--- start The data ---

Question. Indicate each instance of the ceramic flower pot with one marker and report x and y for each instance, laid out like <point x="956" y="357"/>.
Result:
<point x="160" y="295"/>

--- end The data ---
--- start The data ---

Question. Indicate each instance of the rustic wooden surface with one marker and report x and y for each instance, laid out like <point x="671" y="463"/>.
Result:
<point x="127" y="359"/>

--- end The data ---
--- start The data ---

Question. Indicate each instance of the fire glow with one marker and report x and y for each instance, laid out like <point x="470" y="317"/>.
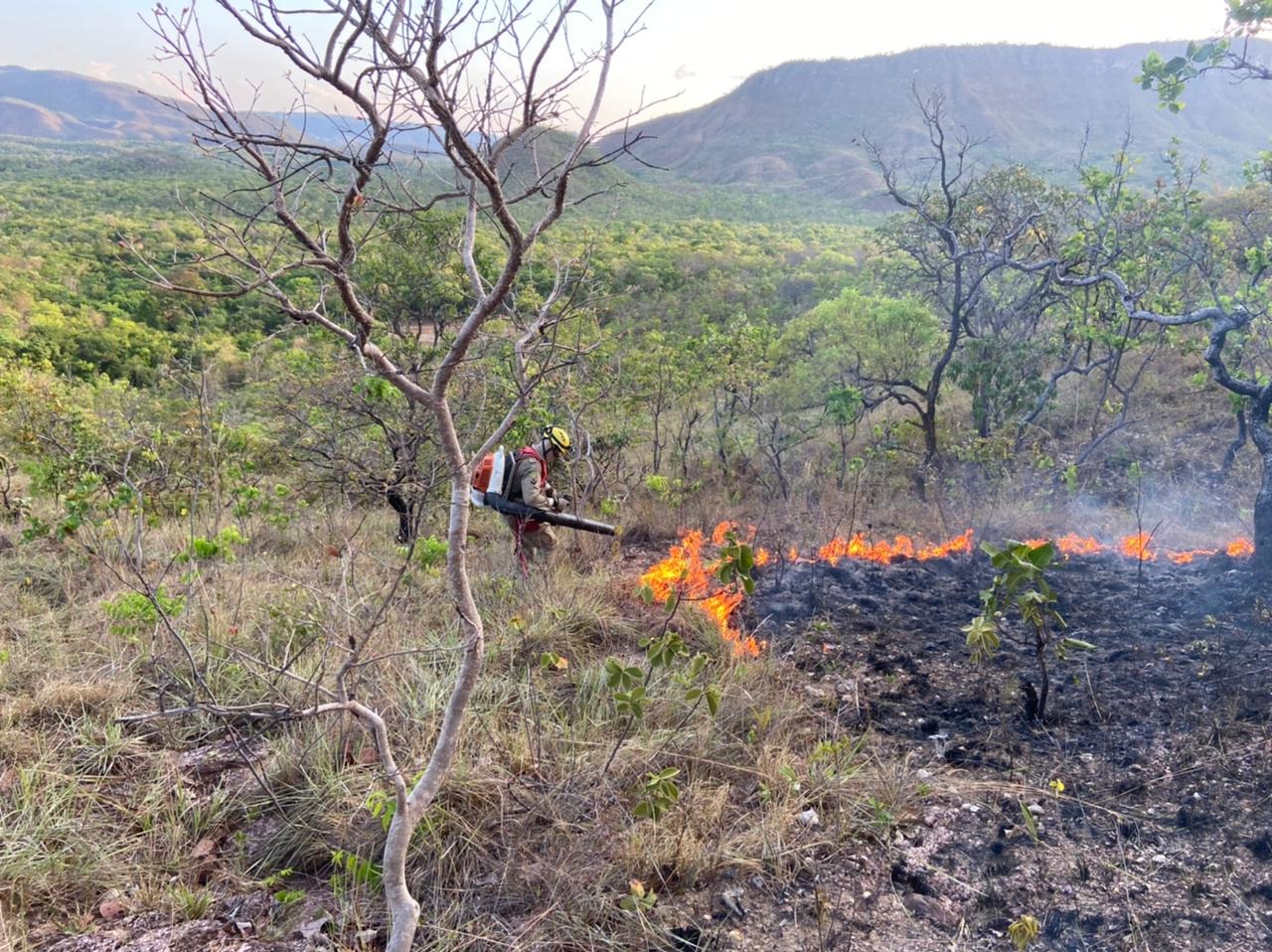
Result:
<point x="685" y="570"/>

--- end The data ---

[Exercise instructions] Pick out every line of the records above that contains the string "instance", and copy each such line in full.

[Reply]
Question. Indicate each instance of the ceramic flower pot with one marker and report x and y for each instance, laid out like <point x="956" y="357"/>.
Question. Indicate each instance of the rustic wooden surface with one marker and report x and y for each instance, laid out like <point x="671" y="463"/>.
Question. Indicate each instance of the fire glow with one marker and report x and y for each instance, laid out like <point x="470" y="317"/>.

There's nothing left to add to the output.